Cause is interaction between polar and tropical climate

Record CO2 level a symptom (not a cause) of the event

Discussion: A large stretch (from the Dateline to tropical Africa) of tropical convection associated with the Madden Julian oscillation (Fig. 1) coupled with high latitude high pressure blocking (negative arctic oscillation) have combined to produce more extreme weather events. Included is a record 87F observed in Northwest Russia this past Sunday. The stormy middle latitude pattern propelled by –AO has frequently entrained tropical warmth and moisture from the MJO-inspired tropical convection to produce extreme precipitation in the U.S. and Europe and anomalous warmth released from those convective rains this time convening on Northwest Russia (Fig. 2). Reports of record CO2 levels over Northwest Russia during this anomalous warm event were not the cause but a symptom of the interaction between the polar and tropical climate.

Fig. 1: Easily the strongest MJO signature of 2019 as identified by a large swath of tropical convection from the Dateline to Africa. The stormy mid-latitude pattern driven by a strong –AO regime is entrain the tropical moisture vaulting heavy precipitation and warmth into the middle/northern latitudes.

Fig. 2: A blocking pattern of high pressure over the North Pole emerged this past week causing the polar vortex to split and shift south into 4 centers. The lower latitude upper troughs entrained much warmer tropical moisture from the south where MJO-inspired convection is plentiful. The interaction between the polar and tropical climate caused the amplified upper ridge over Northwest Russia causing the record warmth.

*ASSIGNED TASK A*
Reproduce, word for word, the part of the weather discussion that opens with "Discussion: A large" and closes with "and tropical climate.".
*ASSIGNED TASK B*
According to the weather discussion, what record temperature was observed in Northwest Russia this past Sunday?

*DATA SHOWN*
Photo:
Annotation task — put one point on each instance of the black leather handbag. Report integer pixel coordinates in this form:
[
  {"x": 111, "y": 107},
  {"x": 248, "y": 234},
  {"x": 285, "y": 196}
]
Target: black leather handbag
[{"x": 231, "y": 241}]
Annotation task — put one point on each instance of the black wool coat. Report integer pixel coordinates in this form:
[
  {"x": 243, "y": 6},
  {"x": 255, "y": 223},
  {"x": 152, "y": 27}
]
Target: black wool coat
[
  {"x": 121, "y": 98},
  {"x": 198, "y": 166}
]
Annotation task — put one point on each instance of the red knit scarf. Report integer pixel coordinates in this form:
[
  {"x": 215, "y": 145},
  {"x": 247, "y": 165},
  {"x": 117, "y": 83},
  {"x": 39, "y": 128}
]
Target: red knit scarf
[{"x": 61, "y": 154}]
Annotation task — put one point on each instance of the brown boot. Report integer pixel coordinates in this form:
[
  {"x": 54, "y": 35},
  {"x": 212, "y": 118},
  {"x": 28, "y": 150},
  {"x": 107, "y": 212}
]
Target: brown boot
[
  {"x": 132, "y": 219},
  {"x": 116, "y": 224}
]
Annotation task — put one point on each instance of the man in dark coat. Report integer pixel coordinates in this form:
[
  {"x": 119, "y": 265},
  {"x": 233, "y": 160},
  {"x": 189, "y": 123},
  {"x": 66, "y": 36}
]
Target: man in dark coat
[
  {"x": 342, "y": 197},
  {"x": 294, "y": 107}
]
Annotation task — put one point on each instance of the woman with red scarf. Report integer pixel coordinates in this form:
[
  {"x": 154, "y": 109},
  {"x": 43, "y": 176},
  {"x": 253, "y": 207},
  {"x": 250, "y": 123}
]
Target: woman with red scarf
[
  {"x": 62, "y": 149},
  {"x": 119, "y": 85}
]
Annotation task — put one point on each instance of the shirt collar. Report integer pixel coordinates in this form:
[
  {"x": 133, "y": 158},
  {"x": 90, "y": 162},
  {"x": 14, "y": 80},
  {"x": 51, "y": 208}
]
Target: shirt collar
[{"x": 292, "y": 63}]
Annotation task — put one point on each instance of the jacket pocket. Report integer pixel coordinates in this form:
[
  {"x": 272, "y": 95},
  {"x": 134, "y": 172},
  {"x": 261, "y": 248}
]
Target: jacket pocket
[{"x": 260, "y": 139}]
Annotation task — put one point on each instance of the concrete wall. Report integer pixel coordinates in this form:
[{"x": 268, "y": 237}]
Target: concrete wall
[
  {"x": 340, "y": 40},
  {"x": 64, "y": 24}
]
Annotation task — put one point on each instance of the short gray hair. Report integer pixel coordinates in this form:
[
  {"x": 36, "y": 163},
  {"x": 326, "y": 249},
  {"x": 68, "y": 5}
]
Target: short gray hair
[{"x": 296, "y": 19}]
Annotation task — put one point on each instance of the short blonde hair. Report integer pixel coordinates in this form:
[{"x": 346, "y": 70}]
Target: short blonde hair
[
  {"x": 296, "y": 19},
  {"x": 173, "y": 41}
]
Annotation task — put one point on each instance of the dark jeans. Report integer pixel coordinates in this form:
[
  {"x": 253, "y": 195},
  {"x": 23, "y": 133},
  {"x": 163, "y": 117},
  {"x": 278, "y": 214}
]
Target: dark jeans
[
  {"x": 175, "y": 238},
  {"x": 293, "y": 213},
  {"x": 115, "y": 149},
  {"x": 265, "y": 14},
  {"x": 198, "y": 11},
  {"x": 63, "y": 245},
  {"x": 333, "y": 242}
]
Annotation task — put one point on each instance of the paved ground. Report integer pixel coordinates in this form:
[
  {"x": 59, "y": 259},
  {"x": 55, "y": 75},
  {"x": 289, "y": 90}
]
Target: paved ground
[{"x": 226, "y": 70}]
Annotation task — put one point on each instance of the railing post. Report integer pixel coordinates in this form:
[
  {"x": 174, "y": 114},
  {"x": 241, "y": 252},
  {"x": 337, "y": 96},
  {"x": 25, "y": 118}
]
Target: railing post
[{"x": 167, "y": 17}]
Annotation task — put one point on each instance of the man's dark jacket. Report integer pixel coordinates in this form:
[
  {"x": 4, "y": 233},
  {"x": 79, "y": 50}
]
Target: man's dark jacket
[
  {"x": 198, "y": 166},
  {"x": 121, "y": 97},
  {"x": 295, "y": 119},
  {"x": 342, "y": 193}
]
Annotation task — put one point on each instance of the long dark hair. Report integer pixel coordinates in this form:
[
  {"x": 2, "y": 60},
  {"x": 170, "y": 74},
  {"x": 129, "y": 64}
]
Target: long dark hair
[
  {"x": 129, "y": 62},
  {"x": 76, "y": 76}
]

*WRITTEN SOLUTION A*
Discussion: A large stretch (from the Dateline to tropical Africa) of tropical convection associated with the Madden Julian oscillation (Fig. 1) coupled with high latitude high pressure blocking (negative arctic oscillation) have combined to produce more extreme weather events. Included is a record 87F observed in Northwest Russia this past Sunday. The stormy middle latitude pattern propelled by –AO has frequently entrained tropical warmth and moisture from the MJO-inspired tropical convection to produce extreme precipitation in the U.S. and Europe and anomalous warmth released from those convective rains this time convening on Northwest Russia (Fig. 2). Reports of record CO2 levels over Northwest Russia during this anomalous warm event were not the cause but a symptom of the interaction between the polar and tropical climate.

*WRITTEN SOLUTION B*
87F